>> Start Extracted information

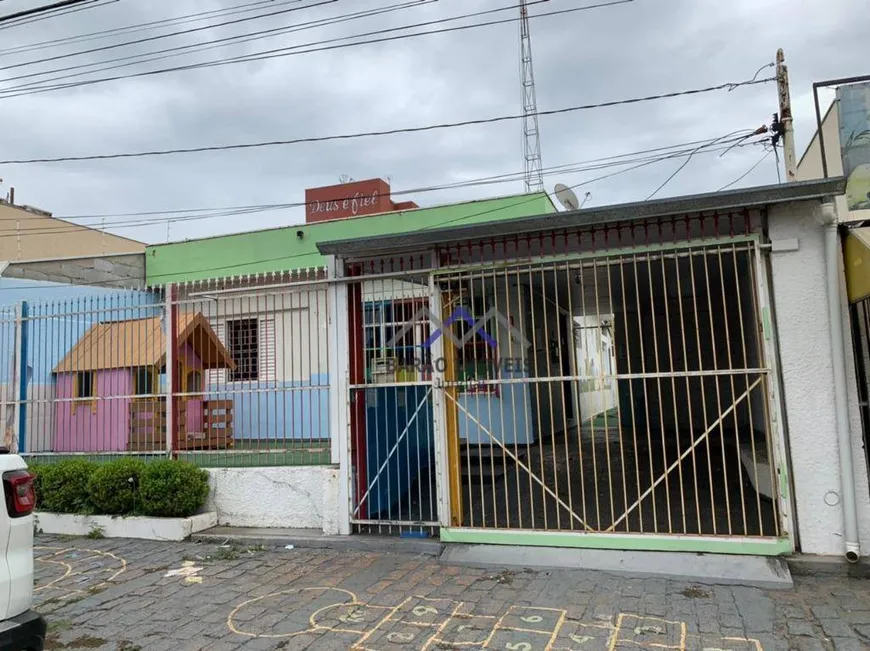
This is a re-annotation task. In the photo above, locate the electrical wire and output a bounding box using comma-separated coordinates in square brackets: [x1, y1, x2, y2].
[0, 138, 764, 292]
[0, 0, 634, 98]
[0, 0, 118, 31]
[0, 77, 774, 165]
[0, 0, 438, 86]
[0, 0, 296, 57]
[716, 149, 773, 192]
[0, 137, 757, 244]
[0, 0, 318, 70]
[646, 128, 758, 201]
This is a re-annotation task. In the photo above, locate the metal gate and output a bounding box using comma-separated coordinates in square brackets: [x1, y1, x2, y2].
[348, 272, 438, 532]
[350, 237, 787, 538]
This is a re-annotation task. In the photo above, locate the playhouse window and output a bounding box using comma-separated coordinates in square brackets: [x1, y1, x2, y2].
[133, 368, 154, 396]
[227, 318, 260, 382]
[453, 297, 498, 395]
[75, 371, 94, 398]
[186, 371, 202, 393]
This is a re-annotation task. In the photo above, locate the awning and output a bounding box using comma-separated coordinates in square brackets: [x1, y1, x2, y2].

>> End Extracted information

§ **What the task requires**
Reproduce every row above word for word, leaving out the pictures.

§ **Solution for this problem**
This is a re-annotation task. In the photo above, locate the electrical wire and output a bounding box using comma-separated coordinates in square brackets: [x1, y1, x2, y2].
[0, 138, 764, 292]
[0, 0, 634, 98]
[0, 0, 118, 31]
[0, 77, 774, 165]
[0, 0, 438, 86]
[0, 0, 296, 57]
[716, 149, 773, 192]
[0, 137, 757, 244]
[0, 0, 318, 70]
[646, 128, 758, 201]
This is a re-annotation task. In the photo above, locate the metal gate and output a bounding box using comma-separated coordinates in square brackets: [x1, y1, x2, y2].
[348, 272, 438, 532]
[350, 237, 787, 538]
This is a re-annotation task. In the photo above, locate the playhouse window and output a bounding box using comma-separated coordinates in square brackets: [x1, y1, x2, y2].
[133, 368, 154, 396]
[227, 318, 260, 382]
[453, 297, 498, 395]
[75, 371, 94, 398]
[186, 371, 202, 393]
This is a re-annotation task. In the photo above, locate the awning and output a bounding box using comma-separated coordinates in square brackets: [x1, y1, x2, y2].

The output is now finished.